> Görev 1
Aşağıdaki veri satırlarında "Subject = jacket zipper" ifadesini içeren satırdan "xmin=219 ymin=381 xmax=325 ymax=563" ifadesini içeren satıra kadar, iki uç satır da dahil olmak üzere, her satırı aynen aktarın. Resimleri yanıta almayın.

- 1249 Okunma
- 16 Yorum
- 2 Beğeni
Dumanı Çıkıyor Mu?
Okuduğunuz yazı Günün Yazısı olarak seçilmiştir.
Çok şey anlatmıştı hayatın keyifli geçen dakikaları hakkında. Kim bilir belki de üzülmemi istemiyordu. Gülümsetiyordu anlattıkları.
Yine bir aile sohbetiydi. Bir araya gelmiştik. “Bak bunları yazabilirsin. İstersen adımı da verebilirsin. Biraz hayatın gerçekleri hakkında konuşalım seninle.” dedi. Daha bir ilgiyle dinlemeye başladım o an…
-Çok zor geçti çocukluğum. Babamı hiç tanımadım sayılır. İki yaşına gelmeden vefat etmiş. Benden büyük dört kardeş, bir göz odada kalıyorduk. İlkokula başlayana kadar çok farkında değildim aslında fakirliğimizin. Ağabeyimin küçülmüşlerini giyerek başladım okula. Küçülmüş derken bilmem kimin eskisi olarak bizim eve girdiğini hatırlamıyordum bile. Sürekli aynı ceketle okula gidiyordum. Tam yedi yerinde yaması vardı. Bir gün öğretmenim “Senin başka ceketin yok mu?” diye sorduğunda, utancımdan; “Var, annem yeni diktiriyor. Terzide duruyor daha, yetişmedi” dedim. Öğretmenim “Aferin oğlum. Eskisi olmayanın yenisi olmaz.” dedi.

> Veri satırları
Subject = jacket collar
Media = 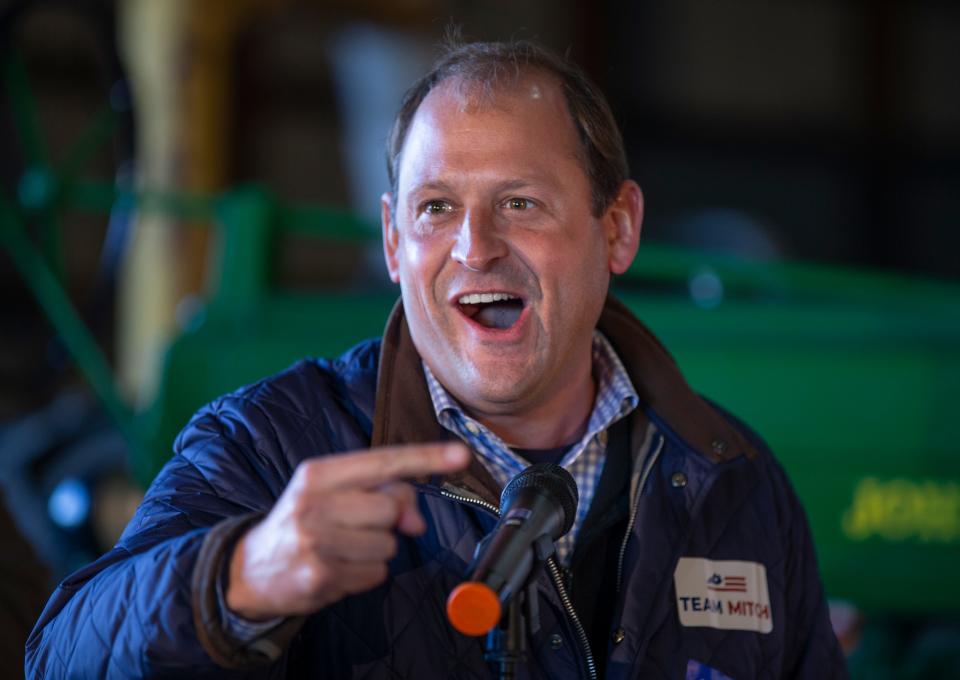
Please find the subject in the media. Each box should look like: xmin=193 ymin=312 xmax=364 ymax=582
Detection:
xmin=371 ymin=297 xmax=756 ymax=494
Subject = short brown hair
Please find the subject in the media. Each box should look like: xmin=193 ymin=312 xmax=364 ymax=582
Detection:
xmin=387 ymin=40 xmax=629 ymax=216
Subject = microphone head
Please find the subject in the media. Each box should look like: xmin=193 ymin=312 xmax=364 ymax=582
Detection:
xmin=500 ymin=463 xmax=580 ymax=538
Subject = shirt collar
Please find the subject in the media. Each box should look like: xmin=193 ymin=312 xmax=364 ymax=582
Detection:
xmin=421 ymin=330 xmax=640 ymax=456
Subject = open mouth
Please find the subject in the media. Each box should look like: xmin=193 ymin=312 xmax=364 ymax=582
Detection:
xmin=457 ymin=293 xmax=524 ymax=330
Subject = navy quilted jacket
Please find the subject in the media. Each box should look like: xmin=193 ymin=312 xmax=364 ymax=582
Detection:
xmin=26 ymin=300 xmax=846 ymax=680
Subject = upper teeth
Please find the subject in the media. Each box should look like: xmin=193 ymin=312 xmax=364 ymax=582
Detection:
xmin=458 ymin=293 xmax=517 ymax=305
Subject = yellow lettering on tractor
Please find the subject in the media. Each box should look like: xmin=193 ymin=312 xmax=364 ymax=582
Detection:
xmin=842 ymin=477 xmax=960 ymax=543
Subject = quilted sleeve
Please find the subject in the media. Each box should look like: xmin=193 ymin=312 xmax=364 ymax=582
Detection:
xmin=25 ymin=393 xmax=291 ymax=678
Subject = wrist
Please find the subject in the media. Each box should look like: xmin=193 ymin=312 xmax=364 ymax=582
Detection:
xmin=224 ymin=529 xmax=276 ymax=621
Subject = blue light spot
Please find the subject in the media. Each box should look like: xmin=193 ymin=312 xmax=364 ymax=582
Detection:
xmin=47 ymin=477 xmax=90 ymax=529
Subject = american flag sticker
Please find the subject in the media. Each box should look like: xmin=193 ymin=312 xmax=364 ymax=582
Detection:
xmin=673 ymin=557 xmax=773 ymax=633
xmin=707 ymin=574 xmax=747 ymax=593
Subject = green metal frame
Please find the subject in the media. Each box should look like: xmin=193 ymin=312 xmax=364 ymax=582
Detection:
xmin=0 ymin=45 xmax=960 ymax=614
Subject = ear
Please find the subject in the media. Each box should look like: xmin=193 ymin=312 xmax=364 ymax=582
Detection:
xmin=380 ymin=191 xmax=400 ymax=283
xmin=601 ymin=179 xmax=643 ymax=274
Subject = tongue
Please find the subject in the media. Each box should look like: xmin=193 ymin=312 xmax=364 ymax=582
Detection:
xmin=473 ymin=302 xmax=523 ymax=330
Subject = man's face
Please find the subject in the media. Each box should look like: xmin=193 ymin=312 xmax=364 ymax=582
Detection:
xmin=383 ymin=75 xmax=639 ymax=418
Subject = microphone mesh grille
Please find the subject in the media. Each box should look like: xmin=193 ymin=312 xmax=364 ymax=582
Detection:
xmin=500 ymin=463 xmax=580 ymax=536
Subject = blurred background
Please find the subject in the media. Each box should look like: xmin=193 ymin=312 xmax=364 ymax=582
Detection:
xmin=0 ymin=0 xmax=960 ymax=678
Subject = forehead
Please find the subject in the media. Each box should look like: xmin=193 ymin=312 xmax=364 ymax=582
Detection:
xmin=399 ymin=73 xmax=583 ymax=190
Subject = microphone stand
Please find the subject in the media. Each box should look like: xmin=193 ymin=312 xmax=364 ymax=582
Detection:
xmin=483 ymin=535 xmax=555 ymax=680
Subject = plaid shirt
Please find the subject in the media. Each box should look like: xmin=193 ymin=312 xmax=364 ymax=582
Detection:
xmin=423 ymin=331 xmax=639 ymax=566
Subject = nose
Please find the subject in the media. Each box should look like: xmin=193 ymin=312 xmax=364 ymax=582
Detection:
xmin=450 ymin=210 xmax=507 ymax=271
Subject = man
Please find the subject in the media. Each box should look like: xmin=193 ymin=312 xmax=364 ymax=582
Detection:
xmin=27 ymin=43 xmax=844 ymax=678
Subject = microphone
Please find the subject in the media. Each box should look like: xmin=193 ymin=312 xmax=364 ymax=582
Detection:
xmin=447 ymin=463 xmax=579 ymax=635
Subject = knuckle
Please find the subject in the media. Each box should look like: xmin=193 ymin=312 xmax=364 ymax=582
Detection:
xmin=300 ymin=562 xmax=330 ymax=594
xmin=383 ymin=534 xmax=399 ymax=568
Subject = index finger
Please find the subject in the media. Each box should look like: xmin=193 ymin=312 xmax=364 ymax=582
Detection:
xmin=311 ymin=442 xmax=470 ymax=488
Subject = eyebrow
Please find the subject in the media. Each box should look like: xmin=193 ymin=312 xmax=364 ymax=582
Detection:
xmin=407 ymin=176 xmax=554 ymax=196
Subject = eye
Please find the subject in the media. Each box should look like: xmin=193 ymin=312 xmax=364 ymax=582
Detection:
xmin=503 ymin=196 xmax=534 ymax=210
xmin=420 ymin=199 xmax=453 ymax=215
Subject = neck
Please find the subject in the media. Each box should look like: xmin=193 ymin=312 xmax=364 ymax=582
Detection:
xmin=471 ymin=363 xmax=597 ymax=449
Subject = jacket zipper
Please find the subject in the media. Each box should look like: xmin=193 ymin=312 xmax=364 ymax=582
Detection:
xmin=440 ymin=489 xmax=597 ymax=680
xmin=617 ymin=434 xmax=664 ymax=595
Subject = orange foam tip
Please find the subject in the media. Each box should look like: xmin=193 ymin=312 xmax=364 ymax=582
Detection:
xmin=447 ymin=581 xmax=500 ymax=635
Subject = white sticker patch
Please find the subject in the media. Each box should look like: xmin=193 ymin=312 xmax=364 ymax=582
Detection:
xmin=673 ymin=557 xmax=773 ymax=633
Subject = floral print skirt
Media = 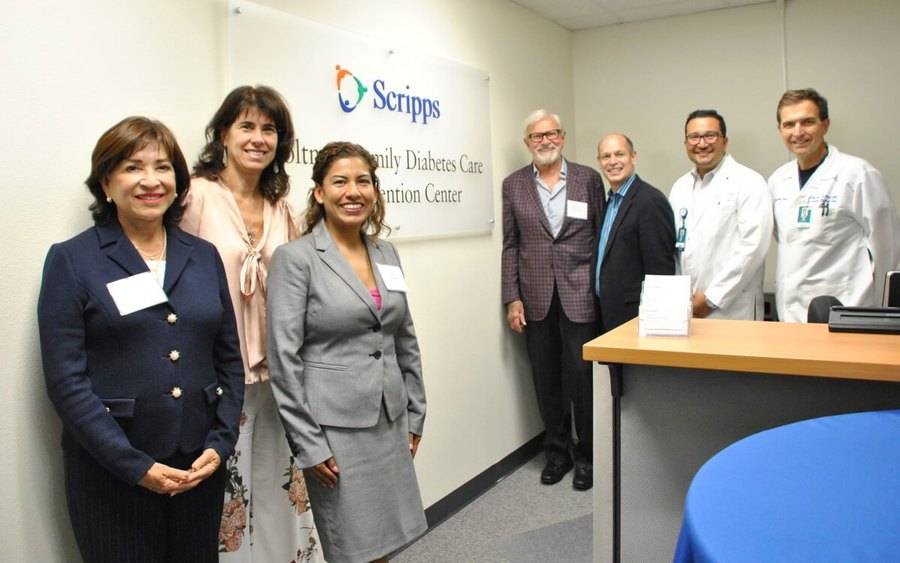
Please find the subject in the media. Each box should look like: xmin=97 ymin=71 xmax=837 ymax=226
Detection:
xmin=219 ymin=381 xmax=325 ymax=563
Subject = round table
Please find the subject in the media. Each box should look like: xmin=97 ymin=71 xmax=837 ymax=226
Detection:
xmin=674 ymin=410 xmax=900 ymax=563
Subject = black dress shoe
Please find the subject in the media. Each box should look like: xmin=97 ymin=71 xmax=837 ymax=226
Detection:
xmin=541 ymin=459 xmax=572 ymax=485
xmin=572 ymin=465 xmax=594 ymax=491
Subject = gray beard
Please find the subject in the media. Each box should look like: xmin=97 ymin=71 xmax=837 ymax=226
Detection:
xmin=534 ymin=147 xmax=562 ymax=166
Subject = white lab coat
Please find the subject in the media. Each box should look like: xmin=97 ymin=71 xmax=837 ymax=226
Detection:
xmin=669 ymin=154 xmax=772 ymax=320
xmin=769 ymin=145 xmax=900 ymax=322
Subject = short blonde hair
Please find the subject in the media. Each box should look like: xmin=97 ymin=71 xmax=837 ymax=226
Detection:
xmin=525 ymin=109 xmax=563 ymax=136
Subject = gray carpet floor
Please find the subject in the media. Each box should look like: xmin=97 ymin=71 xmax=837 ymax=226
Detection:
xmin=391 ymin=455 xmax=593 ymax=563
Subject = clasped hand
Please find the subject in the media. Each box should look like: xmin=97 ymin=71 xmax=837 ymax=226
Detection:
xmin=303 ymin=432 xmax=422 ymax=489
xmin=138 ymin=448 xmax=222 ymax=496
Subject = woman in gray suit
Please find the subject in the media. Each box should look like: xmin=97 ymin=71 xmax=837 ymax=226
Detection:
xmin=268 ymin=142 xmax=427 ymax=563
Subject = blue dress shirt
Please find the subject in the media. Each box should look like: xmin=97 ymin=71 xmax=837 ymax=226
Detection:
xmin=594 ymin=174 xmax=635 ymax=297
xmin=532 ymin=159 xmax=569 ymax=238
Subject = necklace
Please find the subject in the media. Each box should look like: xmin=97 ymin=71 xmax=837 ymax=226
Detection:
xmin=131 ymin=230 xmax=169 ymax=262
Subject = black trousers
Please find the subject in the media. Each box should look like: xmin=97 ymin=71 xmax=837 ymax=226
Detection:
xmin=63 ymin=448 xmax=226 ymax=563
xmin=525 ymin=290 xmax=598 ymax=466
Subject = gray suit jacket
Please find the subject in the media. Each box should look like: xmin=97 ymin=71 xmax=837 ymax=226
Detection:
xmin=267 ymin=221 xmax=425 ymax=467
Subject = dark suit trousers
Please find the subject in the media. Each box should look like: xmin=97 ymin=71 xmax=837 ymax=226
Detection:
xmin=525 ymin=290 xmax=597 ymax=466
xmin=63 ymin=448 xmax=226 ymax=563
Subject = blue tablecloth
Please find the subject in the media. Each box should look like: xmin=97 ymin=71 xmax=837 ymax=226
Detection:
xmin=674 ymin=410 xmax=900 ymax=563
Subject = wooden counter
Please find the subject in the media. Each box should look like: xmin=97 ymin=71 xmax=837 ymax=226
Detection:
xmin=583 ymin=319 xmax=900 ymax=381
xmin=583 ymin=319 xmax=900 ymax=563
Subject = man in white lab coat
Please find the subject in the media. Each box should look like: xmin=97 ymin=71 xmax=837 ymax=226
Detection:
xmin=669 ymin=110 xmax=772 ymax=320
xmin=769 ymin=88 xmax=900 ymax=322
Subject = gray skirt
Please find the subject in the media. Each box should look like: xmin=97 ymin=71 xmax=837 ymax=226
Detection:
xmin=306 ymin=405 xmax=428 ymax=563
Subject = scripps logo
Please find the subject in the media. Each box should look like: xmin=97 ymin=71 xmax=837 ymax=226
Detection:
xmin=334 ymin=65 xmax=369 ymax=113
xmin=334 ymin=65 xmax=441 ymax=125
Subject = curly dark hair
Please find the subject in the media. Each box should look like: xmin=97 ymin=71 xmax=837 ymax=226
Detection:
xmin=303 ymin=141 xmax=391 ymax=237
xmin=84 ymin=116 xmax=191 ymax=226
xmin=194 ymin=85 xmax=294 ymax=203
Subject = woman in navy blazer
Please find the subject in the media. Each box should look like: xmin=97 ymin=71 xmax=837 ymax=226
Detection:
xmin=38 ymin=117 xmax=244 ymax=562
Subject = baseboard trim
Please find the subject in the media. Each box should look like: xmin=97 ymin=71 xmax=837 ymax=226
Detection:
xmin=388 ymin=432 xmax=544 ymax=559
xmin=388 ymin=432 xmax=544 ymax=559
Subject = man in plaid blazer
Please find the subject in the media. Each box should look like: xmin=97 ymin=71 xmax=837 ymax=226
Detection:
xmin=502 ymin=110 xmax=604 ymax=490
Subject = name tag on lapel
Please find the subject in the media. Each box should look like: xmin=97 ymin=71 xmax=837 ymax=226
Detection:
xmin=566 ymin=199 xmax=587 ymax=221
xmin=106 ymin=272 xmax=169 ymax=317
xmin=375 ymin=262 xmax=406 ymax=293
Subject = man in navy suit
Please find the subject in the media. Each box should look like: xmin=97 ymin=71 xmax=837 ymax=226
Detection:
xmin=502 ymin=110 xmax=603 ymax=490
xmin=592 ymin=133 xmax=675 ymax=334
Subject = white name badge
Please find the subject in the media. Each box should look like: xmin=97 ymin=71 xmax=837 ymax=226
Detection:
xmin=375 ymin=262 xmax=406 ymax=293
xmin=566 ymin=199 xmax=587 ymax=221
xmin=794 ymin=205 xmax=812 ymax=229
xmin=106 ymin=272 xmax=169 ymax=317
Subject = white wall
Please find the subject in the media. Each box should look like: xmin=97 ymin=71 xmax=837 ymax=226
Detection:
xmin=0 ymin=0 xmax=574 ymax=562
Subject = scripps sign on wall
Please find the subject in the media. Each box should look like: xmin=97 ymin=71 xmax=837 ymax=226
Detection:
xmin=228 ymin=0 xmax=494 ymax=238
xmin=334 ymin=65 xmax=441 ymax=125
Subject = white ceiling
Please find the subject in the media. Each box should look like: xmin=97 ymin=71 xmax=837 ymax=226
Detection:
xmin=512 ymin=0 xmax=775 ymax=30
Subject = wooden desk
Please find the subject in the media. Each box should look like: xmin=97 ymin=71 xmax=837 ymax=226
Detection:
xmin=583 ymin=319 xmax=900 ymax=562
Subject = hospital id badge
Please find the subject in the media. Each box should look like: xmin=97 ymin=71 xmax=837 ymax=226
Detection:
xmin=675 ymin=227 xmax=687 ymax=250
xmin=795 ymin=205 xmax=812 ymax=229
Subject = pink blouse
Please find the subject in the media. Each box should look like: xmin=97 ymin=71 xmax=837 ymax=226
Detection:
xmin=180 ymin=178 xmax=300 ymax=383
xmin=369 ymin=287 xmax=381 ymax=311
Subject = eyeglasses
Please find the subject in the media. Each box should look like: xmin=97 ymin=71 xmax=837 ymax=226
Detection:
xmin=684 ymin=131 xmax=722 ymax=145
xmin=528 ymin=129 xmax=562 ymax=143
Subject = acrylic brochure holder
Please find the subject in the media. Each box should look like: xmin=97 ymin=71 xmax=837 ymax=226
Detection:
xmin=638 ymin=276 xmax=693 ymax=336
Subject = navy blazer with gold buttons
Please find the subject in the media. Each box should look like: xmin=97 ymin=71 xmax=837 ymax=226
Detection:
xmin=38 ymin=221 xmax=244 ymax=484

> Görev 2
Yukarıdaki metinden "- 1249 Okunma" ifadesinden "istemiyordu. Gülümsetiyordu anlattıkları." ifadesine kadar olan bölümü kelimesi kelimesine yazın.

> Çözüm 1
Subject = jacket zipper
Please find the subject in the media. Each box should look like: xmin=193 ymin=312 xmax=364 ymax=582
Detection:
xmin=440 ymin=489 xmax=597 ymax=680
xmin=617 ymin=434 xmax=664 ymax=595
Subject = orange foam tip
Please find the subject in the media. Each box should look like: xmin=193 ymin=312 xmax=364 ymax=582
Detection:
xmin=447 ymin=581 xmax=500 ymax=635
Subject = white sticker patch
Please find the subject in the media. Each box should look like: xmin=193 ymin=312 xmax=364 ymax=582
Detection:
xmin=673 ymin=557 xmax=773 ymax=633
Subject = floral print skirt
Media = 
Please find the subject in the media. Each box should look like: xmin=97 ymin=71 xmax=837 ymax=226
Detection:
xmin=219 ymin=381 xmax=325 ymax=563

> Çözüm 2
- 1249 Okunma
- 16 Yorum
- 2 Beğeni
Dumanı Çıkıyor Mu?
Okuduğunuz yazı Günün Yazısı olarak seçilmiştir.
Çok şey anlatmıştı hayatın keyifli geçen dakikaları hakkında. Kim bilir belki de üzülmemi istemiyordu. Gülümsetiyordu anlattıkları.